Task:
All lines from the one with "Keypoint placement for each instance of the child's right" through the last are to be given again exactly as they stand in the data below, and only those.

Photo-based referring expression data

————————

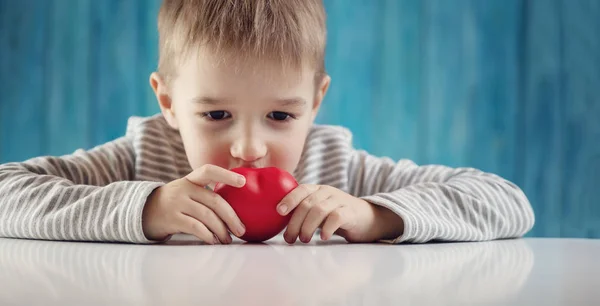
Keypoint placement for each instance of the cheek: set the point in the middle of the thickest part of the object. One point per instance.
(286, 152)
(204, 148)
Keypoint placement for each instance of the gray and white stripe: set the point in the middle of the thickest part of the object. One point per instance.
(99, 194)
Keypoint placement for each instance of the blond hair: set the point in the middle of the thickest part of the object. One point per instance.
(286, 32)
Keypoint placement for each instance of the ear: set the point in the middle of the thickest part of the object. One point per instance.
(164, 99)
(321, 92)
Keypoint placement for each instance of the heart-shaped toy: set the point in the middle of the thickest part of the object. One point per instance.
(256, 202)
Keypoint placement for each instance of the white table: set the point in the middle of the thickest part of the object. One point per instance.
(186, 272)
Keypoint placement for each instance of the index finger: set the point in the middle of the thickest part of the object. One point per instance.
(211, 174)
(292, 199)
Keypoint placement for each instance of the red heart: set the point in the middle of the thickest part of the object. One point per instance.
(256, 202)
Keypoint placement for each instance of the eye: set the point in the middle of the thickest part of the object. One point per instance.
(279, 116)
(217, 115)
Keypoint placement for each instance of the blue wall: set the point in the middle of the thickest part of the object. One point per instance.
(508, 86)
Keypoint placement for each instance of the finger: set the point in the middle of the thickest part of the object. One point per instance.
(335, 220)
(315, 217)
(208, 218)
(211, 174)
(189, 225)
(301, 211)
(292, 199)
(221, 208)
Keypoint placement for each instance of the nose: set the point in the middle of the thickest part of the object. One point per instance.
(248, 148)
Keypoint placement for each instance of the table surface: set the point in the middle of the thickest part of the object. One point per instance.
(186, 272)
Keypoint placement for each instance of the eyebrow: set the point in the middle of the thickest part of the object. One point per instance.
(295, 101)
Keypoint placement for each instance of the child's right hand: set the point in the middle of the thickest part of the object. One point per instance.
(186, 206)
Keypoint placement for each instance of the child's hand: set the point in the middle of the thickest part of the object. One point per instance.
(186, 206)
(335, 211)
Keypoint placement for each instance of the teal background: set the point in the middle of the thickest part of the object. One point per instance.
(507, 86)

————————

Solution to the exercise:
Keypoint placement for each instance of the child's right hand: set the point in the middle of the thickest part of the object. One point per instance.
(186, 206)
Keypoint placement for each instance of the child's hand: set the point in the middle of the thickest part of the object. One point per instance.
(186, 206)
(335, 211)
Keypoint placement for each instance of the teal background: set the point in the middle of the thickest part of the object. One point per instance.
(507, 86)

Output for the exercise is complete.